*What needs to be done*
Pull out each line of the records below that contains the string "stainless", matching case exactly.

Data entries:
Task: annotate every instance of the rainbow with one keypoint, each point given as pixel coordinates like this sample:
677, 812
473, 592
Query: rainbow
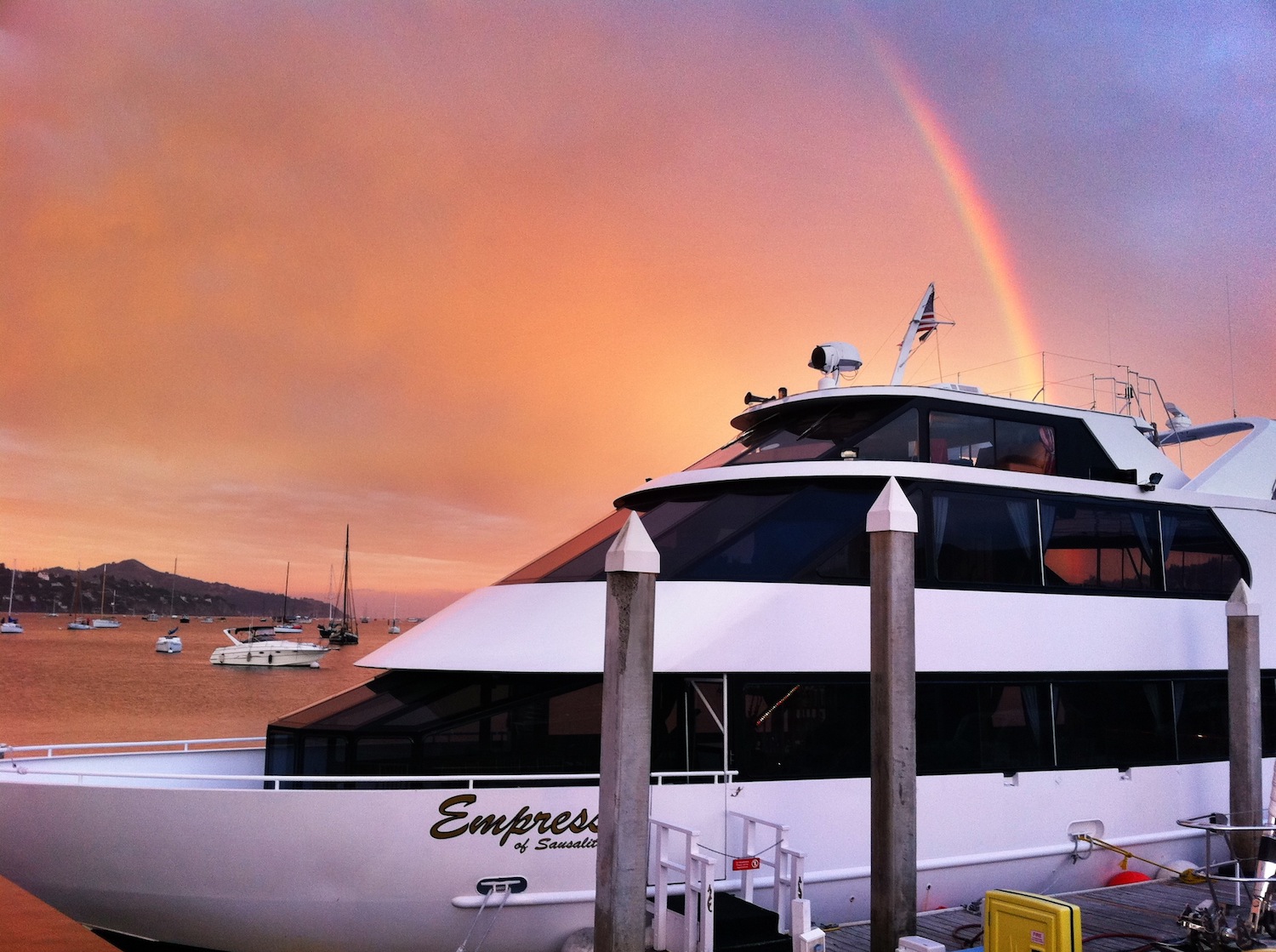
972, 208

* * *

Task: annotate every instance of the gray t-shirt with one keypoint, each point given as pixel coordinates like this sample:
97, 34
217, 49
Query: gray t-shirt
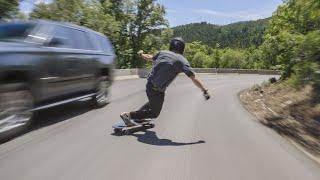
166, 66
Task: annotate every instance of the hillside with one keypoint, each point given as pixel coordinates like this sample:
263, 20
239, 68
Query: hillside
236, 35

* * *

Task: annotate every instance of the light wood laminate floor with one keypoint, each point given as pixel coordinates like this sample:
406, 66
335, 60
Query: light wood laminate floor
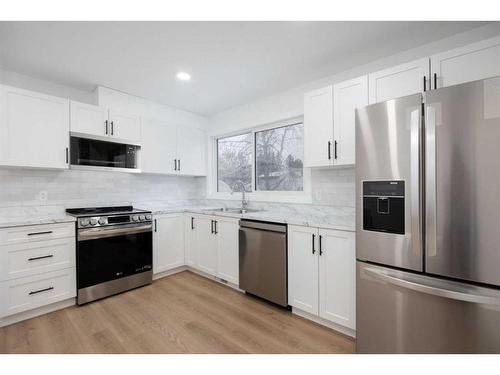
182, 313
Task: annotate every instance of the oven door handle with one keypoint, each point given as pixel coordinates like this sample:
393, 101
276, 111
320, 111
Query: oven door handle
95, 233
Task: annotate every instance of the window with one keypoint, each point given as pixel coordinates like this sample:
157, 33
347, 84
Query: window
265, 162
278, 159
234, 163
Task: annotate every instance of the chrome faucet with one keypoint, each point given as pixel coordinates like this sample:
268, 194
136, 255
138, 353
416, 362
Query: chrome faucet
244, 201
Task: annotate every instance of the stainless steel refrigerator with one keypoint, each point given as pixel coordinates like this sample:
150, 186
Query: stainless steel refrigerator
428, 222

*Response to this task*
Task: annotate every instance of the stainless steel refrigerator with one keypoint, each point given as pixel coordinates like this sample:
Query: stainless steel refrigerator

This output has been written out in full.